──────── Quoted text ────────

Why might this be? The simple explanation is that captaincy is not just a function of tactics, but leadership. Leadership, in turn, is partly a function of image, which means it is shaped by our preconceptions. And the truism that batsmen make the best captains is one of those maxims that seems to have passed, virtually unchallenged, from generation to generation.
At its heart is the trope that captains should retain a cool head and a broad perspective. We imagine them surveying the game from first slip, or dispensing wise counsel from mid-off, not charging in themselves, sweaty and dishevelled. In his book The Art of Captaincy, Mike Brearley says fast bowlers should be considered "only as a last resort". Donald Bradman believed their "preoccupation with their personal responsibilities" rendered them generally unfit to lead.
Yet it is an idea at odds with other team sports. In football, captains are traditionally centre-halves or central midfielders: physical, heavily involved players. In rugby union, they are mainly drawn from the pack. Only in cricket, it seems, is detachment seen as a virtue.
There is a subtle class prejudice at work, too: a distinction that goes to the game's origins, when the bowlers were grafting professionals and the batsmen gentlemen amateurs. Though it is more than half a century since the divide was formally abolished, the idea persists: batting is an exploit of the mind, bowling of the body.
Yet you could very easily look at it another way. Captaincy is essentially a pre-emptive function: judging where batsmen might score, predicting how bowlers will fare against them. Surely, then, it is more analogous to bowling than to batting, a largely reactive skill. The idea that bowling captains may be better qualified to juggle an attack, identify a batsman's weakness or judge a declaration is largely unexplored.

────────

= Given exercise 1 =
Retype the cricket captaincy passage in full, word for word.
The records below have no connection to the cricket captaincy passage.

──────── Entries supplied ────────

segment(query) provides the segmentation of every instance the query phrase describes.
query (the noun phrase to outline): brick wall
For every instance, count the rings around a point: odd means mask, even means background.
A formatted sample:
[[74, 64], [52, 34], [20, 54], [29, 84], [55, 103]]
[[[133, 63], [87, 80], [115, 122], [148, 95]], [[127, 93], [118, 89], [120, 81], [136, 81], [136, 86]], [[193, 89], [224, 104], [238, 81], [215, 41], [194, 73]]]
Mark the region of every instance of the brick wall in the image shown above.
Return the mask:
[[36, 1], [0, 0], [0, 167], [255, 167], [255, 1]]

────────

= Given exercise 2 =
Please rewrite the records from their first line through the line containing "Mark the region", replacing "brick wall" with "stone wall" and leaving everything else unchanged; return only those lines.

= Task answer 1 =
Why might this be? The simple explanation is that captaincy is not just a function of tactics, but leadership. Leadership, in turn, is partly a function of image, which means it is shaped by our preconceptions. And the truism that batsmen make the best captains is one of those maxims that seems to have passed, virtually unchallenged, from generation to generation.
At its heart is the trope that captains should retain a cool head and a broad perspective. We imagine them surveying the game from first slip, or dispensing wise counsel from mid-off, not charging in themselves, sweaty and dishevelled. In his book The Art of Captaincy, Mike Brearley says fast bowlers should be considered "only as a last resort". Donald Bradman believed their "preoccupation with their personal responsibilities" rendered them generally unfit to lead.
Yet it is an idea at odds with other team sports. In football, captains are traditionally centre-halves or central midfielders: physical, heavily involved players. In rugby union, they are mainly drawn from the pack. Only in cricket, it seems, is detachment seen as a virtue.
There is a subtle class prejudice at work, too: a distinction that goes to the game's origins, when the bowlers were grafting professionals and the batsmen gentlemen amateurs. Though it is more than half a century since the divide was formally abolished, the idea persists: batting is an exploit of the mind, bowling of the body.
Yet you could very easily look at it another way. Captaincy is essentially a pre-emptive function: judging where batsmen might score, predicting how bowlers will fare against them. Surely, then, it is more analogous to bowling than to batting, a largely reactive skill. The idea that bowling captains may be better qualified to juggle an attack, identify a batsman's weakness or judge a declaration is largely unexplored.

= Task answer 2 =
segment(query) provides the segmentation of every instance the query phrase describes.
query (the noun phrase to outline): stone wall
For every instance, count the rings around a point: odd means mask, even means background.
A formatted sample:
[[74, 64], [52, 34], [20, 54], [29, 84], [55, 103]]
[[[133, 63], [87, 80], [115, 122], [148, 95]], [[127, 93], [118, 89], [120, 81], [136, 81], [136, 86]], [[193, 89], [224, 104], [238, 81], [215, 41], [194, 73]]]
Mark the region of every instance of the stone wall in the image shown above.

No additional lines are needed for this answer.